> [SUPPLIED ENTRIES]:
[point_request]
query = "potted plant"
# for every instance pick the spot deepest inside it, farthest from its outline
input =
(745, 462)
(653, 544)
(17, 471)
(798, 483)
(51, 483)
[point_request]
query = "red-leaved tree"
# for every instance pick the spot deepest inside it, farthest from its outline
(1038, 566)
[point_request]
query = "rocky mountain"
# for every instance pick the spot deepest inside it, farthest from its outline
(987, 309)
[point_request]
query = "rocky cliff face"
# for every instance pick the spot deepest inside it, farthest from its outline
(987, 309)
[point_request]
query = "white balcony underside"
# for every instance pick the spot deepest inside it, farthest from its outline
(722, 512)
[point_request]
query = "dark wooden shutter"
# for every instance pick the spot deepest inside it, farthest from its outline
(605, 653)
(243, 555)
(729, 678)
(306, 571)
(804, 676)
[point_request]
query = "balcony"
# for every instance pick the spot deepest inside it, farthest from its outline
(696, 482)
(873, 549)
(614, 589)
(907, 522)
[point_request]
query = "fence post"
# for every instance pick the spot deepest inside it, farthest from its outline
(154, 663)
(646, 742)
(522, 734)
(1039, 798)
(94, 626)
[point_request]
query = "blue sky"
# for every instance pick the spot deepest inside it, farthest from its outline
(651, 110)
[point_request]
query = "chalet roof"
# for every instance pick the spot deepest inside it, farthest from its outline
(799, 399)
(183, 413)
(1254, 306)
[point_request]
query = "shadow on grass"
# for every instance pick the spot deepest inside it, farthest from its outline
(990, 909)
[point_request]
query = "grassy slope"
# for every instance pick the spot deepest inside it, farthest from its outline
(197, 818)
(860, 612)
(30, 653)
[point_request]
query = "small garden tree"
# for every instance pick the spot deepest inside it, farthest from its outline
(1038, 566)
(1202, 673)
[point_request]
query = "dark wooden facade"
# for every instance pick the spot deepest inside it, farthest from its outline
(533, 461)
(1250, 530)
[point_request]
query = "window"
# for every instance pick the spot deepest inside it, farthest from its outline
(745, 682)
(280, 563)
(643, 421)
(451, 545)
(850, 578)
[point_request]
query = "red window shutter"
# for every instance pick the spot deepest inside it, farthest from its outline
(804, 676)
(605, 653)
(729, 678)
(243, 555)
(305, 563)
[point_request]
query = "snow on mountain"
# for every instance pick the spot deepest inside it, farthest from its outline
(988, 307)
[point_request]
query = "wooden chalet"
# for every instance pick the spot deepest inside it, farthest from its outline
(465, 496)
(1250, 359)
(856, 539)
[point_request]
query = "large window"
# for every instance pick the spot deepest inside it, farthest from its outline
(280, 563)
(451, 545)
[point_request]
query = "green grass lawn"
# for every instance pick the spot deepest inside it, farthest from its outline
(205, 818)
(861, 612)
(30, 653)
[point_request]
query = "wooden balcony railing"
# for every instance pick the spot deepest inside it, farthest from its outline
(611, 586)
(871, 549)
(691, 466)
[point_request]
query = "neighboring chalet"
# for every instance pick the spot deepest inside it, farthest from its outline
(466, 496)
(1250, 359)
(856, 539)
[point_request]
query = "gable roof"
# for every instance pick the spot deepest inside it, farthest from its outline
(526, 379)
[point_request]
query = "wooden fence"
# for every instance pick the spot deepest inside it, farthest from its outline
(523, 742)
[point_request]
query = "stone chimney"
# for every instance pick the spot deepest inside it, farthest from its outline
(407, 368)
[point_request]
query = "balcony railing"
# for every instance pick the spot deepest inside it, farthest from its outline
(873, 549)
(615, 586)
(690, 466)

> [WRITTEN TASK]: Retype the records that precede this task, keeping them exactly the same.

> [WRITTEN REPLY]:
[point_request]
query = "potted plant"
# for every instance pick the spot deepest inside it, farthest from its outline
input =
(745, 462)
(653, 544)
(17, 471)
(798, 483)
(51, 483)
[point_request]
query = "red-leaved tree"
# for every instance pick the spot deepest inside it, farthest from its outline
(1038, 566)
[point_request]
query = "rocky mountain"
# for every instance pick the spot deepest inside it, farthest from its outline
(987, 309)
[point_request]
query = "rocky cliff face"
# for every instance pick the spot deepest inside it, farthest from its outline
(987, 309)
[point_request]
query = "white balcony underside"
# for every instance pick the spot deepest inside it, farthest from its outline
(722, 512)
[point_request]
query = "dark wooden shutter"
# for every instance pick the spot deepest inside it, farthest from its outline
(605, 653)
(243, 555)
(729, 678)
(306, 571)
(804, 676)
[point_request]
query = "balcony"
# for every instance pick the spot deepest inside it, farthest from its outline
(696, 482)
(873, 549)
(614, 589)
(907, 522)
[point_request]
query = "fence post"
# for every instance pick the spot deepest inside it, farthest from its outline
(154, 663)
(646, 742)
(522, 734)
(1039, 798)
(94, 626)
[point_request]
query = "blue sky"
# for every instance pick the spot deepest inside it, farthest from its outline
(651, 110)
[point_request]
query = "chalet roof"
# for every instance pick the spot deepest inside it, farthest from its outline
(799, 399)
(183, 413)
(1254, 306)
[point_request]
query = "shadow on grass"
# for every instance pick the spot deepest inside it, farthest from its outline
(990, 909)
[point_request]
query = "grassy slope"
# for every instance pick the spot deepest inside it, farthest from its outline
(197, 818)
(860, 612)
(30, 653)
[point_request]
query = "small garden tree"
# for every instance pick the spot deepest inside it, farthest from its outline
(1038, 566)
(1202, 673)
[point_request]
query = "dark wooden facade"
# for every instance pick the spot deepest inside it, farthest from its outline
(533, 461)
(1250, 530)
[point_request]
query = "window"
# for every instance pick the spot deepest inside it, farthest from its outline
(745, 682)
(280, 563)
(643, 421)
(451, 545)
(850, 578)
[point_request]
query = "red window shutter"
# for every instance pick the spot deepest inside it, farthest from its outline
(804, 676)
(605, 653)
(729, 678)
(243, 555)
(305, 563)
[point_request]
query = "snow on mountain"
# for every instance pick the spot deepest inside it, farthest from its outline
(988, 307)
[point_request]
query = "wooden chalet"
# for every instance pick the spot deepest inside it, farthest from its outline
(465, 496)
(1250, 359)
(856, 539)
[point_request]
query = "large window"
# for every instance pick the spot deepest inside it, farthest from its outline
(280, 563)
(451, 545)
[point_request]
query = "green grass lawn"
# for every instance pick the spot deepest inside it, farthest from its outline
(205, 818)
(861, 612)
(30, 653)
[point_request]
query = "wooden balcony railing"
# for every instance pick the spot deepest inside it, farthest from its outline
(611, 586)
(871, 549)
(691, 466)
[point_request]
query = "neighboring chalet"
# for every instance pick the spot deepest inside it, farthest from its outline
(466, 496)
(1250, 359)
(856, 539)
[point_request]
query = "gable roof"
# for every instance pick the spot deepest inside it, farthest from its outline
(526, 379)
[point_request]
query = "wooden fence"
# for every instance pick the spot deepest inside it, farthest from its outline
(523, 742)
[point_request]
query = "stone chimney"
# for every instance pick the spot deepest inside it, farthest from its outline
(407, 368)
[point_request]
query = "balcony railing"
# for every instance pick the spot deepest inside it, farthest from its outline
(873, 549)
(615, 586)
(690, 466)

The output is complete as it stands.